Exercise goal:
Your answer must be one number: the count of lines below that include "dark".

(Photo-based referring expression data)
· · · · · · ·

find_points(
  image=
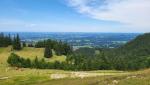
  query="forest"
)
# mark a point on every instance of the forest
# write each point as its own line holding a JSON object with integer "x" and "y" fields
{"x": 134, "y": 55}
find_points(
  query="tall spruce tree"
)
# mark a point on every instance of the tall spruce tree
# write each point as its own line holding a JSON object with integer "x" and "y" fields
{"x": 48, "y": 52}
{"x": 17, "y": 43}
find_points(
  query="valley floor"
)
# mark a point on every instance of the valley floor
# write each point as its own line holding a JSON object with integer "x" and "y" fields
{"x": 22, "y": 76}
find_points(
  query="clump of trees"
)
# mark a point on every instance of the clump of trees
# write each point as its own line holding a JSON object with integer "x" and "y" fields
{"x": 5, "y": 40}
{"x": 134, "y": 55}
{"x": 17, "y": 61}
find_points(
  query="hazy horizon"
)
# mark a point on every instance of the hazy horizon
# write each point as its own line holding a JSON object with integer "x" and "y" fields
{"x": 113, "y": 16}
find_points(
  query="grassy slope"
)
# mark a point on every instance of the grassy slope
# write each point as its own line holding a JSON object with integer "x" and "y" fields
{"x": 13, "y": 76}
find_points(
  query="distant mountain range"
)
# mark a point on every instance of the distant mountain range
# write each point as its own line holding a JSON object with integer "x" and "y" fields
{"x": 107, "y": 40}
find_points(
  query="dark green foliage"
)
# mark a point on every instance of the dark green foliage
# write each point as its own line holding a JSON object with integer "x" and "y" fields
{"x": 5, "y": 40}
{"x": 16, "y": 43}
{"x": 17, "y": 61}
{"x": 24, "y": 44}
{"x": 60, "y": 48}
{"x": 134, "y": 55}
{"x": 30, "y": 45}
{"x": 48, "y": 52}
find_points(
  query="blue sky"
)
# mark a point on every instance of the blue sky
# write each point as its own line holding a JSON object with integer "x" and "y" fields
{"x": 74, "y": 16}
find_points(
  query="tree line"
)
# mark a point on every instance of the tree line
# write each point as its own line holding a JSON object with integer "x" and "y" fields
{"x": 134, "y": 55}
{"x": 5, "y": 40}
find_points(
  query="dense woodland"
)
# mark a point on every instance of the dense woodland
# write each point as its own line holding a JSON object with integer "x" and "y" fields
{"x": 134, "y": 55}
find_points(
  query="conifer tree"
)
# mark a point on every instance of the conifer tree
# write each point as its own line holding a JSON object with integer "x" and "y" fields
{"x": 48, "y": 52}
{"x": 16, "y": 43}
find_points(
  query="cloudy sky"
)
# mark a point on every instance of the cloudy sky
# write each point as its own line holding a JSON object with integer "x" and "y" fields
{"x": 74, "y": 15}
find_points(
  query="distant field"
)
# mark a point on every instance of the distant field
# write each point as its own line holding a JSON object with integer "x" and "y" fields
{"x": 22, "y": 76}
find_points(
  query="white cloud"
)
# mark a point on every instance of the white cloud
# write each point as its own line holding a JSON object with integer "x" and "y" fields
{"x": 134, "y": 13}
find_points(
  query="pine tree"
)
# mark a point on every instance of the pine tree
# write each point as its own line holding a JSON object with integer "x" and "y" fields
{"x": 48, "y": 52}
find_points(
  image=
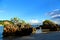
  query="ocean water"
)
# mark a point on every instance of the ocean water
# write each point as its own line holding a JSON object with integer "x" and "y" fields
{"x": 36, "y": 36}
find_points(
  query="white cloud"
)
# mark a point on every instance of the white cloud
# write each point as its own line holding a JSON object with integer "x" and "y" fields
{"x": 34, "y": 21}
{"x": 55, "y": 16}
{"x": 1, "y": 11}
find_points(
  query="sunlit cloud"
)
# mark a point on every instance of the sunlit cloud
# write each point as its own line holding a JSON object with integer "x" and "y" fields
{"x": 55, "y": 15}
{"x": 34, "y": 21}
{"x": 1, "y": 11}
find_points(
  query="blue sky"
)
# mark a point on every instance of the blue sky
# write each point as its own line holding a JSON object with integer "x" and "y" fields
{"x": 28, "y": 10}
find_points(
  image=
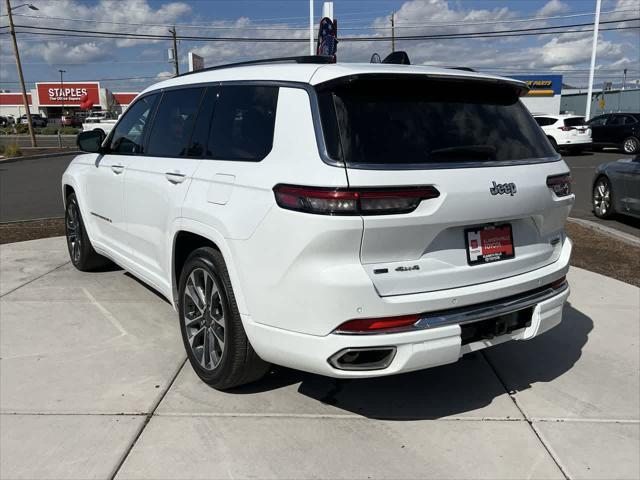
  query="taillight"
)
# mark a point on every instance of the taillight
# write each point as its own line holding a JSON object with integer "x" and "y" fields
{"x": 349, "y": 201}
{"x": 372, "y": 325}
{"x": 558, "y": 283}
{"x": 560, "y": 184}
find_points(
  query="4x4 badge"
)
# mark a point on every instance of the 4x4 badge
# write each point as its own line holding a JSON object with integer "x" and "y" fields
{"x": 503, "y": 188}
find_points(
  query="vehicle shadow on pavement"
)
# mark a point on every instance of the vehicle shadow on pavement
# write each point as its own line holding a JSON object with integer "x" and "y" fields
{"x": 450, "y": 390}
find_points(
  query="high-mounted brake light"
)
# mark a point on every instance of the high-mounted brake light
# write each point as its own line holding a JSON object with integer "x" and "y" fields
{"x": 345, "y": 201}
{"x": 372, "y": 325}
{"x": 560, "y": 184}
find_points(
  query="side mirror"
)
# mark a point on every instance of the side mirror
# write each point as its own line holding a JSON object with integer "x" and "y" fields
{"x": 91, "y": 141}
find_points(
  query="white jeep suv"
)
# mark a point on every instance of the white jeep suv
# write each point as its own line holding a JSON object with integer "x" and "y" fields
{"x": 569, "y": 132}
{"x": 351, "y": 220}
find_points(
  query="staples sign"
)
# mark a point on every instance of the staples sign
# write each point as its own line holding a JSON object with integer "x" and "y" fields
{"x": 69, "y": 94}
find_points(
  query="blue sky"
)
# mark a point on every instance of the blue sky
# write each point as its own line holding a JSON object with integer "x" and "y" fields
{"x": 130, "y": 65}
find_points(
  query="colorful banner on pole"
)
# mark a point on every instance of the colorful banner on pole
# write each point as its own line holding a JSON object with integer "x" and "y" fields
{"x": 327, "y": 38}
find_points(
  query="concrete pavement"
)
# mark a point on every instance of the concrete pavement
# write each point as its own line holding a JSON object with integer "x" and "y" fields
{"x": 93, "y": 384}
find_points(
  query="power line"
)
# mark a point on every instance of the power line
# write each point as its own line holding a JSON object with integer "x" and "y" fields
{"x": 289, "y": 27}
{"x": 482, "y": 34}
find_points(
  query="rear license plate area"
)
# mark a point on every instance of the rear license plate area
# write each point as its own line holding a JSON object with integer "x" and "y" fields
{"x": 495, "y": 327}
{"x": 489, "y": 244}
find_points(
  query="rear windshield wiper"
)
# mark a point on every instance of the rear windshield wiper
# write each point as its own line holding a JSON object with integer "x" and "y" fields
{"x": 484, "y": 152}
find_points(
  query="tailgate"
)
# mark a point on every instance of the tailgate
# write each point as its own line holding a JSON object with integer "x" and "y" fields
{"x": 426, "y": 249}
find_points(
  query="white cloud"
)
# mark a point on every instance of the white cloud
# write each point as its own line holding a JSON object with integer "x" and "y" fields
{"x": 113, "y": 11}
{"x": 571, "y": 52}
{"x": 553, "y": 7}
{"x": 64, "y": 52}
{"x": 164, "y": 75}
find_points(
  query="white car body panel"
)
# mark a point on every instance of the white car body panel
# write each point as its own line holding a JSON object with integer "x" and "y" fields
{"x": 297, "y": 276}
{"x": 574, "y": 137}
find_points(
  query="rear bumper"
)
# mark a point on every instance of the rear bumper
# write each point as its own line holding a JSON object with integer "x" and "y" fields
{"x": 581, "y": 142}
{"x": 423, "y": 347}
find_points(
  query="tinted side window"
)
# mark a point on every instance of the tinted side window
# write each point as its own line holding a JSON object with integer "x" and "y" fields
{"x": 173, "y": 122}
{"x": 200, "y": 136}
{"x": 243, "y": 123}
{"x": 129, "y": 133}
{"x": 545, "y": 121}
{"x": 616, "y": 120}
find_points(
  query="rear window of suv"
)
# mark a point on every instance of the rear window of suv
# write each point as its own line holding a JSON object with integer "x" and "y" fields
{"x": 416, "y": 120}
{"x": 574, "y": 122}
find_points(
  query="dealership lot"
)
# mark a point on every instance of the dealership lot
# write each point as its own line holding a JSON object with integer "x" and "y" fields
{"x": 93, "y": 379}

· · · · · · ·

Worked solution:
2